Une évaluation des établissements de santé réalisée en 2018 a révélé que seulement 12 % de tous les médecins du pays disposaient des articles standard nécessaires pour prévenir les infections, comme des gants, un stockage de déchets infectieux et un désinfectant.

Les médecins cubains étaient présentés comme la réponse à ce malaise. Le plan était que chaque comté kenyan dispose d’au moins deux médecins cubains spécialisés, dont des médecins de famille, des oncologues et des chirurgiens en plastique, orthopédie, neuro et autres spécialités.

La « diplomatie médicale » est une composante essentielle de la politique étrangère de Cuba depuis près de 60 ans. Il envoie régulièrement son personnel de santé dans d’autres pays et reçoit des travailleurs étrangers pour se former.

À ce jour, plus de 130 000 médecins cubains ont participé à des missions internationales dans plus de 100 pays.

Dans l’Afrique du Sud post-apartheid, à la suite de la fuite des médecins blancs, un accord a été signé avec Cuba prévoyant le déploiement de plus de 450 médecins et professeurs de médecine cubains ici entre 1995 et 2005.

-=-=-

CONSIGNE A: Relevez tous les articles standard de prévention des infections que cite le texte sur les médecins cubains.
CONSIGNE B: D'après le texte sur les médecins cubains, combien de médecins cubains ont participé à des missions internationales à ce jour ?
Les entrées n'ont aucun rapport avec le texte sur les médecins cubains.

-=-=-

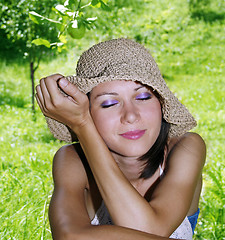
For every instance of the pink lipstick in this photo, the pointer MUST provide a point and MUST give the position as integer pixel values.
(133, 135)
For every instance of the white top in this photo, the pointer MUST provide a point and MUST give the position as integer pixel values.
(102, 217)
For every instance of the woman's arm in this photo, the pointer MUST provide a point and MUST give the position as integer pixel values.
(67, 213)
(153, 217)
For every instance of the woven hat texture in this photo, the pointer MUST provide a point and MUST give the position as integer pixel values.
(124, 59)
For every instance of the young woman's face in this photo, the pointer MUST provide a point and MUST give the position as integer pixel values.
(127, 115)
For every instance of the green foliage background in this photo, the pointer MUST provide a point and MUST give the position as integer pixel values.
(187, 40)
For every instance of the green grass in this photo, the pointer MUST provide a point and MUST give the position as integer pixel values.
(190, 54)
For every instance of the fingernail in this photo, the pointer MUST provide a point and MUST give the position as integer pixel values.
(63, 82)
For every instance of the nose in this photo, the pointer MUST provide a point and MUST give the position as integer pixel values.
(130, 113)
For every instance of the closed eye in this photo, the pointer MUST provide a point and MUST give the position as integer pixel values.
(144, 96)
(109, 103)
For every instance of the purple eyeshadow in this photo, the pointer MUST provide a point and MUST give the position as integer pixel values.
(109, 103)
(143, 96)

-=-=-

SOLUTION A: Des gants, un stockage de déchets infectieux et un désinfectant.

SOLUTION B: Plus de 130 000 médecins cubains.